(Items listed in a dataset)

-.-.-

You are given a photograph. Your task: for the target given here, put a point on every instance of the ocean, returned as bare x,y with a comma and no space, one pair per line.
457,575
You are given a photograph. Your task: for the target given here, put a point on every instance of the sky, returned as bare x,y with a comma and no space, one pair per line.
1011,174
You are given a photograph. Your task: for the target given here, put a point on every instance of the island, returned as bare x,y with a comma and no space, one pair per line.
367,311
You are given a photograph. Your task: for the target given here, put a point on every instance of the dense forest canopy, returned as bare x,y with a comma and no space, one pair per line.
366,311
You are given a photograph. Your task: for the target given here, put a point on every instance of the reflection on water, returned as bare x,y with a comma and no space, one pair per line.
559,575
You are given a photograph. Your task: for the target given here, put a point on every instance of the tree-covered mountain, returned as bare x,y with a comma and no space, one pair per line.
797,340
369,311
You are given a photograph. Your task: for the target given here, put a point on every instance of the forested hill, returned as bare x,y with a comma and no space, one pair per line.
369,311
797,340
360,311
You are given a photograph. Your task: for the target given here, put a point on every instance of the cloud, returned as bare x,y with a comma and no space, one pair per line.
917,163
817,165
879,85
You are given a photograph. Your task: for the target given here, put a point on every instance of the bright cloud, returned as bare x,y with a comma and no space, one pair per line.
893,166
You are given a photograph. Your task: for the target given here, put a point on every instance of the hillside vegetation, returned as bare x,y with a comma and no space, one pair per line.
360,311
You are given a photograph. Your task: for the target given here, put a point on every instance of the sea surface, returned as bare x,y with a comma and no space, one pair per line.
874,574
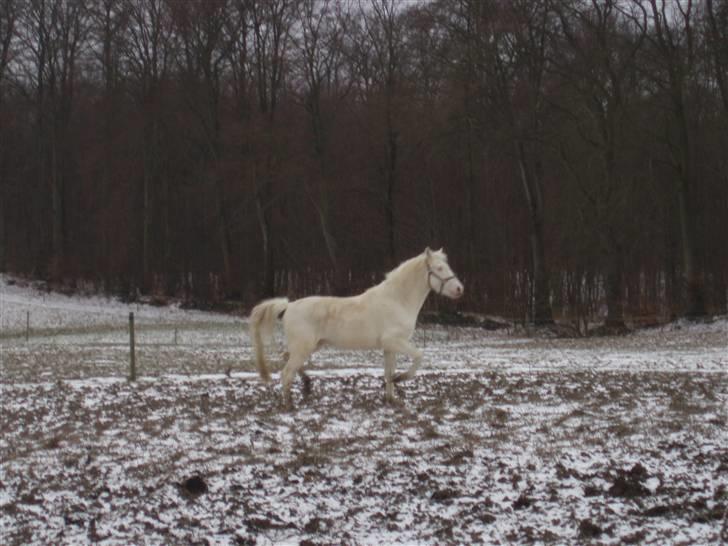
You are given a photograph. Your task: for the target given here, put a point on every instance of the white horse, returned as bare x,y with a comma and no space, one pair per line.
383,317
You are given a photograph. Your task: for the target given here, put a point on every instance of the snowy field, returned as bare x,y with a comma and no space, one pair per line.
500,439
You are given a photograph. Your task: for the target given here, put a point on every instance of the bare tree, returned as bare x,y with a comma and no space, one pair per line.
511,58
384,38
9,13
717,16
54,32
271,25
206,36
672,34
601,68
320,57
148,54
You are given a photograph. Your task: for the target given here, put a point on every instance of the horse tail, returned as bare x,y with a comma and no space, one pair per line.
262,319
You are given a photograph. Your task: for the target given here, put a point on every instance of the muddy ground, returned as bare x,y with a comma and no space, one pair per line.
466,457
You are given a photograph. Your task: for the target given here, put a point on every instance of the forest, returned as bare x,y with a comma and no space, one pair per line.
571,156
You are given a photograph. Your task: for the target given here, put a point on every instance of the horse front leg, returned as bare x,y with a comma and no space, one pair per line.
405,347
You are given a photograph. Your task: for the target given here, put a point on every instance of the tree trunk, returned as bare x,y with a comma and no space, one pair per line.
541,313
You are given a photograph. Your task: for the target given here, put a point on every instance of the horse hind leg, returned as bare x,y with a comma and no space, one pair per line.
294,366
306,382
390,363
405,347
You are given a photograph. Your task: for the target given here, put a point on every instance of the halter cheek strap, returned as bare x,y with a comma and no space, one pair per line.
443,281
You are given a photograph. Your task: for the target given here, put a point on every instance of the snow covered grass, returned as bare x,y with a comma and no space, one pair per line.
501,439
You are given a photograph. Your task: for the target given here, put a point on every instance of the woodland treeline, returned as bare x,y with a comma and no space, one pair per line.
570,155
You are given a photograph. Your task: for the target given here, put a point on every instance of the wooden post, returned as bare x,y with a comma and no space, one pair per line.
132,357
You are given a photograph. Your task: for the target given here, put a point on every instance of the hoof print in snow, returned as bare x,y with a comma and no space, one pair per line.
522,502
193,487
443,495
587,529
629,484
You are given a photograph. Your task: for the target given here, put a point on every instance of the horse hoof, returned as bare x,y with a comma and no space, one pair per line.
306,385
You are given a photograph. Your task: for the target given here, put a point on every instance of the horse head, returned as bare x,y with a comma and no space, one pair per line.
439,275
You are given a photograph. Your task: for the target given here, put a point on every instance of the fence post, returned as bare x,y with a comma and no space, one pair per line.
132,359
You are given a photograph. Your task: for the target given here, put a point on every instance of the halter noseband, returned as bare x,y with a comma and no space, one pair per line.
443,281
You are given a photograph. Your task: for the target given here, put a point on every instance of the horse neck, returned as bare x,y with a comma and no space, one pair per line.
410,285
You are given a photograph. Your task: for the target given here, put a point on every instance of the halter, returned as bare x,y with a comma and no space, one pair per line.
443,281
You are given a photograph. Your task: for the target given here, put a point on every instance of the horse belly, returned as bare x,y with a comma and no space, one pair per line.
351,334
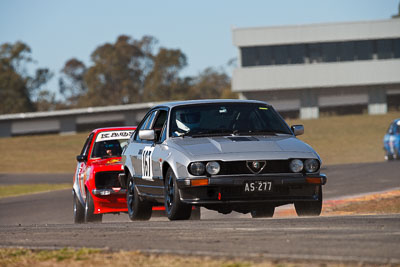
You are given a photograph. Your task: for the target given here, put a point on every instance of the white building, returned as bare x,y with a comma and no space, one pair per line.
306,70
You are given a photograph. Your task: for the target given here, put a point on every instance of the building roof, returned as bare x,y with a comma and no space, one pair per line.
313,33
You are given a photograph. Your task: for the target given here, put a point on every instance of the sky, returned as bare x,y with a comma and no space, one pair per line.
59,30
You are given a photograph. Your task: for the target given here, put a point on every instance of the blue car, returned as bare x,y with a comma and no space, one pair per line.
391,141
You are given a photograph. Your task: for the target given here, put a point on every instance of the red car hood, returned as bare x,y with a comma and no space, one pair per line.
114,163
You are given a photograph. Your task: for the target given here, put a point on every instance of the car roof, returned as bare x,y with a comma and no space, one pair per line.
121,128
207,101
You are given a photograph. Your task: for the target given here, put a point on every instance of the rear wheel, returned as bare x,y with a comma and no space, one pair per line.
310,208
196,214
89,210
138,209
263,212
79,211
174,207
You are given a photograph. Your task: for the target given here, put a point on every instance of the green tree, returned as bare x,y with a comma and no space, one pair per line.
72,82
17,88
163,82
119,71
211,83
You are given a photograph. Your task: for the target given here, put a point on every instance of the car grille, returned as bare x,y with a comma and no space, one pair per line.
240,167
106,180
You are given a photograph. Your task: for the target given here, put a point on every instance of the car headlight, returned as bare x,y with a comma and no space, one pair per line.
213,167
311,165
197,168
296,165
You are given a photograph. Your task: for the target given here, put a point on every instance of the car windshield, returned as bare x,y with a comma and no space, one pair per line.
226,119
109,148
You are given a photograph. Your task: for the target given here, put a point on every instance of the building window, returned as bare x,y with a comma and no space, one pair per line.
364,50
328,52
396,48
346,51
297,54
249,56
320,52
314,50
265,53
281,54
384,48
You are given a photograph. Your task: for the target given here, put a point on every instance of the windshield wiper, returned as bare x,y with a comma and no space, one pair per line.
222,132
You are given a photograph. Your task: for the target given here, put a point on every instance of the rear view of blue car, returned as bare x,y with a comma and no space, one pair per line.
391,141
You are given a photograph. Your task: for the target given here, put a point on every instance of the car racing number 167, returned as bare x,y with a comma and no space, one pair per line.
147,170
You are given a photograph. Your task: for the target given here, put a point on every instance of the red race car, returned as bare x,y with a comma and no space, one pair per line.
96,189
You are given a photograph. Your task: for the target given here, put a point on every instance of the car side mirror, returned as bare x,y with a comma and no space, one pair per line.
81,158
148,135
297,129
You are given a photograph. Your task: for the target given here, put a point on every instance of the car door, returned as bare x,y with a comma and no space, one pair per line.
139,153
146,156
79,178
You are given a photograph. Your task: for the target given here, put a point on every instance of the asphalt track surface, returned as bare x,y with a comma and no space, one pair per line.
45,221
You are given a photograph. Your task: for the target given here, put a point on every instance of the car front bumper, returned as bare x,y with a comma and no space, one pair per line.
222,190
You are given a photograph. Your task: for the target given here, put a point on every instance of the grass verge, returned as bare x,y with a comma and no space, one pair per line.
338,140
379,203
89,257
23,189
347,139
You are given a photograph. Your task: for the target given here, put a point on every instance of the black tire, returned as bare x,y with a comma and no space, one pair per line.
396,154
138,209
263,212
388,156
196,214
89,210
310,208
174,207
79,211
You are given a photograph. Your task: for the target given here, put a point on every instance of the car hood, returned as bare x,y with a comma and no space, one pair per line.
107,161
279,146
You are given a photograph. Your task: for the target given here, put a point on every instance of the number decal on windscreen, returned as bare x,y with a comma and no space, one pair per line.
147,170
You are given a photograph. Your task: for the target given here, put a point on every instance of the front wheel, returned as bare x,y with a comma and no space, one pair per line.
310,208
79,211
174,207
263,212
138,209
89,210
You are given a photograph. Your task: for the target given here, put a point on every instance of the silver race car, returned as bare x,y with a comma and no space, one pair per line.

-.-.-

■ **What is asked**
Give again the lines from the line holding "of the grass" through the close of the listing, both included, exactly as written and with nothing else.

■ **The solution**
You are given a photograph. Your task: for the target given here, put a point on every instance of the grass verge, returned as bare x,y with a comma and no space, one pair per line.
338,140
379,203
89,257
23,189
347,139
You are given a photograph. Your task: for the target given here, put a point on every instance of the black tire, returned as bare x,y with a comma and no space, one pair per line.
396,154
138,209
263,212
388,156
196,214
89,210
310,208
174,207
79,211
You are given a photograph. Your task: for the target given here, put a point on every instance of the car hood, returned as bare x,y with a comma and no space, one pair per line.
107,161
279,146
You are given a photograph. Your task: for the target given here, put a point on every instance of the number decal on windscreen, returned as bare x,y with a comma and no space, one pair per line.
147,170
You are given a photograph. Your task: for the target given here, put a point on every instance of the front wheel, returned as bare x,y with a comma and no space, one pair per line.
310,208
79,211
174,207
263,212
138,209
89,210
You are given a photograph. Your task: for the target given here, put a point on every instance of the silver race car, returned as bare x,y with a comma and no space, one pair per line.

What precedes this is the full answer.